(Entries on locating named things)
## Begin
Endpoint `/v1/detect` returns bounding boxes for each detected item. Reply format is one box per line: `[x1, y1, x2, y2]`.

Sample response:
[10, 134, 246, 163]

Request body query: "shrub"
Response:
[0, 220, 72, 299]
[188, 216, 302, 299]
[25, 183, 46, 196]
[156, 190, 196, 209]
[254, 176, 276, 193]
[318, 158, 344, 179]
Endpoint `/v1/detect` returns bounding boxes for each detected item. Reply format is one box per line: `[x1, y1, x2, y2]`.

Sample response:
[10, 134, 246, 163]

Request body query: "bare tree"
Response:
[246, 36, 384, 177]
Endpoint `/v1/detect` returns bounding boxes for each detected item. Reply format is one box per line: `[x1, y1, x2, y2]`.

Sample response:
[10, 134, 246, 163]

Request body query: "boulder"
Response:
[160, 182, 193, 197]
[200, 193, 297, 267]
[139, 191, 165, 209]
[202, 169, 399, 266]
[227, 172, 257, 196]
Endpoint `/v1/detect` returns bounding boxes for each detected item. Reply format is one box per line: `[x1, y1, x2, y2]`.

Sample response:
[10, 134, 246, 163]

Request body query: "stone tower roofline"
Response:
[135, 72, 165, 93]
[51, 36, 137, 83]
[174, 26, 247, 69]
## End
## Begin
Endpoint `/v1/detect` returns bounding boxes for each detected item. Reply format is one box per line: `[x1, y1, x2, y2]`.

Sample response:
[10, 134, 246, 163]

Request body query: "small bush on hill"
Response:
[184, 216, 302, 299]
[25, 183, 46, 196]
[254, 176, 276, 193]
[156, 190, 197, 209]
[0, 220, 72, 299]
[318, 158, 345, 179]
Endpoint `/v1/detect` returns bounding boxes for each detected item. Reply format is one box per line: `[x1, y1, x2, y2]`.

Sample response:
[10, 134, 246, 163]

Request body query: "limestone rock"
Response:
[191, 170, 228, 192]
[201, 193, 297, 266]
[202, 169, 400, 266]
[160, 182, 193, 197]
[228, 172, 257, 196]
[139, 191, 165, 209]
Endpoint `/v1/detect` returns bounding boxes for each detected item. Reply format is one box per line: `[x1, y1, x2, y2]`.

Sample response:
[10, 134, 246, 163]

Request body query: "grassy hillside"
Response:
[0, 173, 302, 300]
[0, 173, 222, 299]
## End
▸ **INSTRUCTIONS FOR THE TASK**
How many lines of the material contain the string "body"? Reply with the number alone.

▸ **WRITTEN ANSWER**
7